**Records**
-- start --
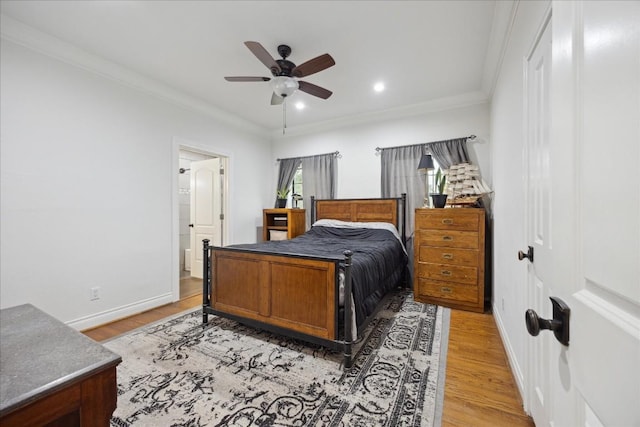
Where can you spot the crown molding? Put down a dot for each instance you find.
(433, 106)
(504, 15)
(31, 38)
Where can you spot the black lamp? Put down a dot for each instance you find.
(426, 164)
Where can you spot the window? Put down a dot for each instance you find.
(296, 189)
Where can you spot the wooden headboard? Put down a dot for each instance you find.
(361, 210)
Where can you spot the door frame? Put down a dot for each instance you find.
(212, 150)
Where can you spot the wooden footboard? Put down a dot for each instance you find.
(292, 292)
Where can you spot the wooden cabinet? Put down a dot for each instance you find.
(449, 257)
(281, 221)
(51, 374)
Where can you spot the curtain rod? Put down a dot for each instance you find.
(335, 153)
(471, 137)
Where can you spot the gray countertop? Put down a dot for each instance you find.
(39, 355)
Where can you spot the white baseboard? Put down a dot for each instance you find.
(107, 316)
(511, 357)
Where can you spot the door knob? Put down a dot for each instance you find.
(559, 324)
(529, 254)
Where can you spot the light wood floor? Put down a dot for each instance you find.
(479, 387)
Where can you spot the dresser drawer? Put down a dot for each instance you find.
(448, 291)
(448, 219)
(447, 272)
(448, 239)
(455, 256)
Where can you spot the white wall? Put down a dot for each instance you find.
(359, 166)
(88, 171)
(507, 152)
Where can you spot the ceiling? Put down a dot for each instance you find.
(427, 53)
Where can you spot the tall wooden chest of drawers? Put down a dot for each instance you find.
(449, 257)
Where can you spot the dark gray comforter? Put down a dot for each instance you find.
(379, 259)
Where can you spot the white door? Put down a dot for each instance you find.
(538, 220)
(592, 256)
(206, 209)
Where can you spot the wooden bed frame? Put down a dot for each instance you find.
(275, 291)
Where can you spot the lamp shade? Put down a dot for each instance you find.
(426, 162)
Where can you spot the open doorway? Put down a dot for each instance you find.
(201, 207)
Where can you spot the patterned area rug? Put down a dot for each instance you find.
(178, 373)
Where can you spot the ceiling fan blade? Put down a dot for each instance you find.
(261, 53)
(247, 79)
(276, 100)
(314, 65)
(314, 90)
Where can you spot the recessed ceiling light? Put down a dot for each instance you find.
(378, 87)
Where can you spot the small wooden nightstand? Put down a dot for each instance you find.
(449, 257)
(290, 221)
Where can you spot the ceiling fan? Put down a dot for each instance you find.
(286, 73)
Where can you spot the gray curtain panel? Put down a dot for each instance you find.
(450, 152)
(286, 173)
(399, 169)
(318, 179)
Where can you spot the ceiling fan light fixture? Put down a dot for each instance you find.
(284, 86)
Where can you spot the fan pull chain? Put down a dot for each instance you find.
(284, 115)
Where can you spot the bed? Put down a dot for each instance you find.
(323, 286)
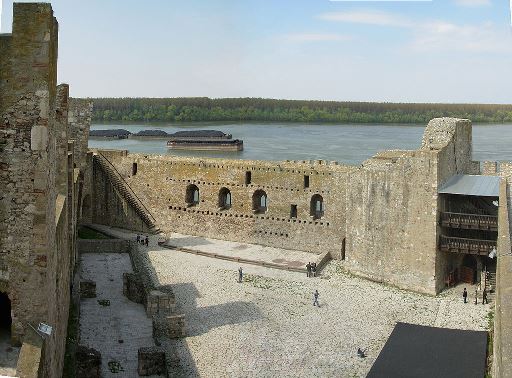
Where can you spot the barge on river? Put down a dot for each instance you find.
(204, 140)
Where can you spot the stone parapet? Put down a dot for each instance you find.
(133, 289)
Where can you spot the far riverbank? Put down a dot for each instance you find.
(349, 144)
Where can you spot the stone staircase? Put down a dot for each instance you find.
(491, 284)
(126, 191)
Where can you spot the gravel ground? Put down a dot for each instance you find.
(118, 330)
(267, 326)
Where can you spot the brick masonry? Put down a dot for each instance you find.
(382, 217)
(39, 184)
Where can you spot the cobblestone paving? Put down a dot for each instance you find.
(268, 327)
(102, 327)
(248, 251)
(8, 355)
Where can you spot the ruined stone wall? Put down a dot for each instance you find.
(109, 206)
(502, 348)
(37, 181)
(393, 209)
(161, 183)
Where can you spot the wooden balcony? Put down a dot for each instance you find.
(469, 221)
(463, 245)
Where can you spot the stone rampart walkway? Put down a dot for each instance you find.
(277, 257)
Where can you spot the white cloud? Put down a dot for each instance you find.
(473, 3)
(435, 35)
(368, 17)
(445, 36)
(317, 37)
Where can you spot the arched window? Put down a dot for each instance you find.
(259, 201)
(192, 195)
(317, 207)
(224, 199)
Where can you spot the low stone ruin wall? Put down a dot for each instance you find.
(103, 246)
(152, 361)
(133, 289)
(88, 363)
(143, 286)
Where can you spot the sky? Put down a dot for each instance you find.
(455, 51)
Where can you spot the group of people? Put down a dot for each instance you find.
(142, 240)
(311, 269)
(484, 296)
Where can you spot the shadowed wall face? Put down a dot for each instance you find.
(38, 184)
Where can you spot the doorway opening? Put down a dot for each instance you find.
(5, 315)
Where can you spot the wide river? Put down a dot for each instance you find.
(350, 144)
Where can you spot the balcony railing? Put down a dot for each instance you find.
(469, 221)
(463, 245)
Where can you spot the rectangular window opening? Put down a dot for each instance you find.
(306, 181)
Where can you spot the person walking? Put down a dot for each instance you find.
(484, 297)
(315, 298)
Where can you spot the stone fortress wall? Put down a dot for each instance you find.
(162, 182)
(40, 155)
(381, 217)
-- end --
Reproduce every line of the items from the line containing "Where can you spot the doorway" through the end of the items. Adjust each coordinate value in the answers by adding -42.

**Exercise solution**
Where can you spot the doorway opening? Put down a dot for each instance you find.
(-37, 273)
Where can you spot the wide river? Put down a dot for each instance you find.
(308, 102)
Where can you spot the balcony railing? Put down a dot for each instance you find.
(427, 179)
(421, 203)
Where can you spot the rectangular window opening? Put down a dot for each instance you find.
(264, 139)
Where can you spot the person walking? Put down a dot for each instance you find.
(442, 255)
(273, 256)
Where can you spot the stone fortress wall? Put down a dot for each instance you find.
(120, 140)
(-2, 113)
(339, 175)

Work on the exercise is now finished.